_TASK PROMPT:_ Give the lines between the line holding "Reviewer note: verify that every instance of the beach" and the line holding "<point>145,125</point>", inclusive, as a JSON list of strings with one string per line and blank lines omitted.

_INPUT RECORDS:_
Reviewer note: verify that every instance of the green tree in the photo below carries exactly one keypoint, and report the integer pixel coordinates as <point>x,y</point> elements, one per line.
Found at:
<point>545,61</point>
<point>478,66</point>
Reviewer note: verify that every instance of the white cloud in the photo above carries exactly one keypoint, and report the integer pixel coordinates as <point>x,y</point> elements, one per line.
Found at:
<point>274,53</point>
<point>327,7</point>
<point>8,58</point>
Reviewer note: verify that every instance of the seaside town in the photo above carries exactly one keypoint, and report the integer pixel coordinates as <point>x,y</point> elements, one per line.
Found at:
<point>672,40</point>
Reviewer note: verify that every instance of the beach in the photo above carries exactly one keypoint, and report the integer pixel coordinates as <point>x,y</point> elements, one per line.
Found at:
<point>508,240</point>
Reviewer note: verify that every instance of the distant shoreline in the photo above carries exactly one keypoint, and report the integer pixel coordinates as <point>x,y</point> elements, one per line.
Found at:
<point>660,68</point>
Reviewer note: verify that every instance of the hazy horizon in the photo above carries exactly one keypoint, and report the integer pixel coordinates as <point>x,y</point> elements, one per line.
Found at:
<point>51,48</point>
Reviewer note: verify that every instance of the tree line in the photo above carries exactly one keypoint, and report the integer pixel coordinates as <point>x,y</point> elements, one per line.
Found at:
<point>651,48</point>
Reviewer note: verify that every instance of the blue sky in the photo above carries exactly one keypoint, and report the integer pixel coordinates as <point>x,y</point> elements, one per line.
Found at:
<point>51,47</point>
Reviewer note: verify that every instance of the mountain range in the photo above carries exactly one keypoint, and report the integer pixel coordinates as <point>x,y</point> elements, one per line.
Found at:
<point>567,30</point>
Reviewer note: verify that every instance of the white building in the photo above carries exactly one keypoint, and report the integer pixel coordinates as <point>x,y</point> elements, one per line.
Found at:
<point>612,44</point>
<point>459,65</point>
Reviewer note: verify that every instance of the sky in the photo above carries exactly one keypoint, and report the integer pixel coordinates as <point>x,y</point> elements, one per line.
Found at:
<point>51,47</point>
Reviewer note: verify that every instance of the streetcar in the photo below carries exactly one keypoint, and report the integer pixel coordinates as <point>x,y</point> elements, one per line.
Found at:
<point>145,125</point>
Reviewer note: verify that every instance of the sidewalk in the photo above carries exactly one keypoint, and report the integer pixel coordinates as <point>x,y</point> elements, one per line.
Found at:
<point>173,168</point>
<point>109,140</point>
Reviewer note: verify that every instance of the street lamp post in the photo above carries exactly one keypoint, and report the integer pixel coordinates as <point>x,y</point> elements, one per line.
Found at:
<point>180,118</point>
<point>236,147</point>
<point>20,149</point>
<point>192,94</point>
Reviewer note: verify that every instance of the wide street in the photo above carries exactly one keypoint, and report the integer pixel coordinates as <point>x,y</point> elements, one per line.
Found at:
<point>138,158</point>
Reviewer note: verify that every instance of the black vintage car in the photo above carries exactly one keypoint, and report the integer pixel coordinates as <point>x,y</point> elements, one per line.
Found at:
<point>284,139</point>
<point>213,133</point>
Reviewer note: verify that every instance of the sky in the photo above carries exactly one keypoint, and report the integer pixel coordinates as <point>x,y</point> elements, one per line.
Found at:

_TASK ANSWER:_
[
  "Reviewer note: verify that every instance of the beach in the photo above carries exactly one keypoint, and report the integer pixel coordinates as <point>x,y</point> elements, one per line.",
  "Found at:",
  "<point>508,240</point>",
  "Reviewer note: verify that every instance of the distant shoreline in the photo above carries exactly one keypoint, and report the integer pixel coordinates as <point>x,y</point> elements, one per line.",
  "Found at:",
  "<point>660,68</point>",
  "Reviewer note: verify that every instance of the hazy horizon in the photo above carries exactly one keypoint, and report the integer pixel coordinates as <point>x,y</point> elements, one per line.",
  "Found at:",
  "<point>51,48</point>",
  "Reviewer note: verify that every instance of the tree line in the photo above carries exactly one keypoint, and report the integer pixel coordinates as <point>x,y</point> elements, one per line.",
  "Found at:",
  "<point>651,48</point>",
  "Reviewer note: verify that every instance of the blue sky in the photo above carries exactly one keypoint, and report the integer pixel coordinates as <point>x,y</point> elements, one per line.",
  "Found at:",
  "<point>51,47</point>",
  "Reviewer note: verify that every instance of the mountain range in the photo above carries exactly one keypoint, and report the integer pixel coordinates as <point>x,y</point> elements, one per line.",
  "Found at:",
  "<point>567,30</point>",
  "Reviewer note: verify that every instance of the white building in the photo above carries exactly one keypoint, and report the integer pixel coordinates as <point>x,y</point> elements, one per line.",
  "Found at:",
  "<point>612,44</point>",
  "<point>459,65</point>",
  "Reviewer note: verify that every instance of the sky in the photo above carries exactly one keypoint, and report the integer pixel coordinates as <point>x,y</point> elements, one per line.",
  "Found at:",
  "<point>51,47</point>",
  "Reviewer note: verify that every instance of the streetcar in the photo below carries exactly one keypoint, and report the integer pixel coordinates as <point>x,y</point> elements, one per line.",
  "Found at:",
  "<point>145,125</point>"
]